Retype the data below without altering anything.
▼
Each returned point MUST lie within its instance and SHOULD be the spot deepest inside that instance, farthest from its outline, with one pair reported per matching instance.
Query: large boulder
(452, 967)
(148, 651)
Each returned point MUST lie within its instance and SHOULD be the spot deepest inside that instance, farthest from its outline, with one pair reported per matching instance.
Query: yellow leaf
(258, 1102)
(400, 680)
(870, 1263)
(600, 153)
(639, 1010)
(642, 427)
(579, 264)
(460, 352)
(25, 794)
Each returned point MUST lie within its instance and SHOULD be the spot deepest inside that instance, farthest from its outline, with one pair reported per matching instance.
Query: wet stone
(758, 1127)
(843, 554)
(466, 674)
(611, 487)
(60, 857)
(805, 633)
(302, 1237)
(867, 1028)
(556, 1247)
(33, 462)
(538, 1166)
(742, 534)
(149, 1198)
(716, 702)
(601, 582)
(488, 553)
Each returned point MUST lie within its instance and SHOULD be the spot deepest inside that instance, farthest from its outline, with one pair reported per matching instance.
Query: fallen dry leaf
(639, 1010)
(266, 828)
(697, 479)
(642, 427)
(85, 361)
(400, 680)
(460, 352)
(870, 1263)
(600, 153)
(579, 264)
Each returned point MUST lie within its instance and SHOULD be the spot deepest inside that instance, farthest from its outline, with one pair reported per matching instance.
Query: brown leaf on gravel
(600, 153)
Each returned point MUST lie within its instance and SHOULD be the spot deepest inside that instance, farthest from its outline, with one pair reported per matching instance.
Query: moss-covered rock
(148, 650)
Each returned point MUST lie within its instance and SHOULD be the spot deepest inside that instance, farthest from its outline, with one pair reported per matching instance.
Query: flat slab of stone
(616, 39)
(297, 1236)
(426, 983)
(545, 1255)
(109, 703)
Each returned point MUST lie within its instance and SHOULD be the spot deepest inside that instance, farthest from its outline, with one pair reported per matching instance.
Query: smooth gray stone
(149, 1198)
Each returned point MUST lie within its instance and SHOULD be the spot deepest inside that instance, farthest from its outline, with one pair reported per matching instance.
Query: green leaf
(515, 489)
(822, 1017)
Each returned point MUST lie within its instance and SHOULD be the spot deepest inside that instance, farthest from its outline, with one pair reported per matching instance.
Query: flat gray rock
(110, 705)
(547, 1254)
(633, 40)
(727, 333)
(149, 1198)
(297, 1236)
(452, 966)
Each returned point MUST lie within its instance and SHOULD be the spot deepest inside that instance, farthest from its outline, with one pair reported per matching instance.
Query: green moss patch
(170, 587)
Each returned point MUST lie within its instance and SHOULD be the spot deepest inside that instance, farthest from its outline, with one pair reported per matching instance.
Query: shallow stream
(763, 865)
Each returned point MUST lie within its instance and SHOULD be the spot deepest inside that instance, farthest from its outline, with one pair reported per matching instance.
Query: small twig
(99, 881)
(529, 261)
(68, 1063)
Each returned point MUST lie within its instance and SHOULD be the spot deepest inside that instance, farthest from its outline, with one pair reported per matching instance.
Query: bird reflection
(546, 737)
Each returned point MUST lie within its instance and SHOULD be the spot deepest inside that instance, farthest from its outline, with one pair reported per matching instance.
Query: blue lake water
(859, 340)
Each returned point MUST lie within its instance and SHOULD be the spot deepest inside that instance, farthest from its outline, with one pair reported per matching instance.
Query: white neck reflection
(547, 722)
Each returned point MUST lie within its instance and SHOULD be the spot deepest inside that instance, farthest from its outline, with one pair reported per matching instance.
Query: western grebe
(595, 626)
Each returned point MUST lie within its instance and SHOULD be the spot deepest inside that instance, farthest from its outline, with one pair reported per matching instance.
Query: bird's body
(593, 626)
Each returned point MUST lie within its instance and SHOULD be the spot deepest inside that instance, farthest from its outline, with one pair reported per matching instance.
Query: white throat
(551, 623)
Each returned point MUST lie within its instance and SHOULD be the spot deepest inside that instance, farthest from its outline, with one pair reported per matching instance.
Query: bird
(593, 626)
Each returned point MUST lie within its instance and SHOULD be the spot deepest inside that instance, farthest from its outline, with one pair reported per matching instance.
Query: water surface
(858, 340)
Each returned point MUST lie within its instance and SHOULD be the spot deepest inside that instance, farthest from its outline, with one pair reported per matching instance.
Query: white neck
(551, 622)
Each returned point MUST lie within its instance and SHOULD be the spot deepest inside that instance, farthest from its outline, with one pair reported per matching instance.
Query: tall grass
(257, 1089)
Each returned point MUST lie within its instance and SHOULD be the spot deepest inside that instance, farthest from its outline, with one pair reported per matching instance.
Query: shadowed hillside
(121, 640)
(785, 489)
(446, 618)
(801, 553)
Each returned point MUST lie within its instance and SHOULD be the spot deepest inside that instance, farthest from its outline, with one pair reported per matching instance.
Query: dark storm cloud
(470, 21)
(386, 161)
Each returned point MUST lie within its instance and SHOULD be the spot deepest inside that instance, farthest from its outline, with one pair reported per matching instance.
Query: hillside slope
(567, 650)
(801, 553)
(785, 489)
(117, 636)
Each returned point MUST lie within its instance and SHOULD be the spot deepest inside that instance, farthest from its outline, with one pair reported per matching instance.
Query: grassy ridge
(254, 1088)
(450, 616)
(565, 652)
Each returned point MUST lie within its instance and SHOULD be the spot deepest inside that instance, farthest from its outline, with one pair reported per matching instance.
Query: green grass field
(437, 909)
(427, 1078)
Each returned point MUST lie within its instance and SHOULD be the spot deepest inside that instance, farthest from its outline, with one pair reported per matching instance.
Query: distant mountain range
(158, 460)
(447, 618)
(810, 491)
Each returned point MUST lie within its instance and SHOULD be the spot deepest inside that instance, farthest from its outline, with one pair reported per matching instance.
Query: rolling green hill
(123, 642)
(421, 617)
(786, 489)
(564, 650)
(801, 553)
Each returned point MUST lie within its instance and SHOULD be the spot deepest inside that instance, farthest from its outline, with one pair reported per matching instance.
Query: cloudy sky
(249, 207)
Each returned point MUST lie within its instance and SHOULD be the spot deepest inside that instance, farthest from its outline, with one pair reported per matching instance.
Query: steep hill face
▲
> **EXERCISE RESPONSE**
Each returned point MUST lie within its instance and SHOULD be the spot deepest inside that instance, farthest from its outline, with one pair reported per matching instance.
Query: large boulder
(452, 967)
(148, 651)
Each returned point MUST lie within its instance and SHOULD be the spot deepest inside that instance, farthest from its outline, with one pair reported per matching instance.
Query: yellow leaf
(258, 1102)
(400, 680)
(870, 1263)
(600, 153)
(639, 1010)
(642, 427)
(579, 264)
(460, 352)
(25, 794)
Each returned point MUST lie within its instance and SHOULD be the spot deepest inside that instance, farthest from its outline, with one pair reported per matching instance.
Query: wet stone
(758, 1127)
(843, 554)
(466, 674)
(611, 487)
(60, 857)
(805, 633)
(302, 1237)
(867, 1028)
(556, 1247)
(33, 462)
(538, 1166)
(742, 534)
(149, 1198)
(716, 702)
(601, 582)
(488, 553)
Each returned point MUST lie within its instance and SHOULD be the spot deepest inside that instance, farthest from its outline, with one pair reported per matching instance.
Query: fallen dry leaf
(639, 1010)
(266, 828)
(697, 479)
(642, 427)
(85, 361)
(400, 680)
(460, 352)
(870, 1263)
(600, 153)
(579, 264)
Each returned point MUST lie within its instance and SHOULD be the spot deepest inside that instance, farthest from its outline, with one pair reported per matching instance.
Query: brown leaf on gravel
(600, 153)
Each returned point MUST lie within its instance and SHOULD be the spot deepest inside that instance, farthest from its outline, with one pair reported per matching instance.
Query: moss-covered rock
(148, 650)
Each returned point MUST lie within its instance and SHOULD be the spot deepest inside that instance, farthest from its outline, with one pair reported per matching instance.
Query: flat slab of stone
(616, 39)
(297, 1236)
(426, 983)
(545, 1255)
(109, 703)
Each returned point MUST lie within its instance and SHOULD be the spot deepest inside that instance, farthest from its outline, with one pair reported per matching instance.
Query: smooth gray stone
(149, 1198)
Each returned point MUST lie within its instance and SHOULD be the spot deepest inside that instance, farthest from its outline, with one pair reported per matching instance.
Query: green leaf
(515, 489)
(822, 1017)
Each returned point MUST lie within its instance and SHOULD be the spot deepest inside that instance, farthest from its outline, with one pair reported per matching instance.
Query: flat gray rock
(110, 705)
(547, 1254)
(633, 40)
(727, 333)
(149, 1198)
(297, 1236)
(452, 966)
Each returned point MUST lie within its instance and SHOULD be the spot deepest inside that instance, farthest from its outline, with one pair reported per matching instance.
Query: green moss patch
(170, 587)
Each returned point MUST lie within its instance and SHOULD be the spot deepest inside that instance, farthest from its outline, with one pair reported per matching instance.
Query: shallow stream
(763, 865)
Each returned point MUST lie within its instance and SHOULD be the spot deepest inside that instance, farthest from its outline, with one pair reported per matching instance.
Query: small twig
(99, 881)
(529, 261)
(68, 1063)
Each returned point MUST lie within its instance and SHOULD be the spot deepest inside that instance, farthest from its outline, with one pair reported per matching instance.
Query: bird reflection
(546, 737)
Each returned point MUST lie within its instance and SHOULD be the spot deepest inside that instance, farthest from its outline, with one pair reported per matching instance.
Query: blue lake water
(859, 340)
Each returned point MUST lie within its instance and SHOULD be the spot deepest inside that instance, farthest from its outline, with one pair reported per matching instance.
Query: white neck reflection
(547, 722)
Each returned point MUST lie within its instance and SHOULD be the spot deepest inside that instance, farthest from its outline, with one pair reported per matching instance.
Query: western grebe
(595, 626)
Each returned point MUST lie within its instance and SHOULD be the spot deepest inside that instance, farthest from its outline, with one pair reported per matching instance.
Query: bird's body
(593, 626)
Each returned point MUST lie within its instance and SHOULD be the spot deepest inside that instance, farthest from its outline, with one pair reported per matching instance.
Query: white throat
(551, 623)
Each returned point MUST lie within its instance and SHOULD be the spot deepest inside that instance, farthest from its outline, with one pair reported per matching instance.
Query: bird
(593, 626)
Each returned point MUST lie within its instance and SHOULD be the spot deepest inside that instance, farthest from its outline, with one pair reported per matching instance.
Query: water surface
(858, 340)
Each returned point MUST lie within its instance and SHOULD be the spot deepest inside that instance, farthest from its outline, with one pair reported per matching instance.
Query: white neck
(551, 622)
Each returned point MUST lie within its instance and SHOULD be the spot deepest inside that instance, farthest from its outline, with one pair reported per matching instance.
Query: tall grass
(257, 1089)
Each returned point MUST lie within its instance and SHOULD be the spot deepest inside that instance, farthest from its outline, with one pair reported per matching instance.
Query: shadowed hillside
(121, 640)
(785, 489)
(446, 618)
(801, 553)
Each returned point MUST lie within its instance and SHOULD be the spot deepest inside that instance, farthest from its outline, with one pair reported per matching instance.
Query: dark storm cloud
(470, 21)
(386, 161)
Each returned point MUST lie within its instance and SHOULD be the spot deepest inside that instance, farthest from its outline, with one pair reported per matching instance.
Query: hillside slope
(567, 650)
(801, 553)
(785, 489)
(117, 636)
Each returned point MUST lie within its instance and SHOULD be the spot deepest inside that instance, farthest from its outline, with one pair reported per matching instance.
Query: grassy ridge
(254, 1088)
(450, 616)
(565, 652)
Each returned point MUST lie within its instance and SHOULD be the spot deepest inside that instance, farthest from its outline, with one pair reported per matching instance.
Query: green grass field
(437, 909)
(427, 1078)
Each returned point MUST lie within its instance and SHOULD be the spot deepest inside that instance, farthest from its outline, with one pair reported per matching instance.
Query: distant mountain range
(158, 460)
(447, 618)
(810, 491)
Each returned point MUST lie within its instance and SHOULD be the spot deepest inside that instance, farthest from its outline, with one pair reported per matching instance.
Query: rolling green hill
(123, 642)
(421, 617)
(786, 489)
(564, 650)
(801, 553)
Each returned point MUST lie within its instance and SHOULD be the spot deepest inside that instance, farthest from its outline, with one pair reported per matching instance.
Query: cloudy sky
(249, 207)
Each returned point MUST lie within its instance and SHOULD be the spot deepest inside that instance, farthest from its outline, with one pair reported per matching instance.
Query: steep hill face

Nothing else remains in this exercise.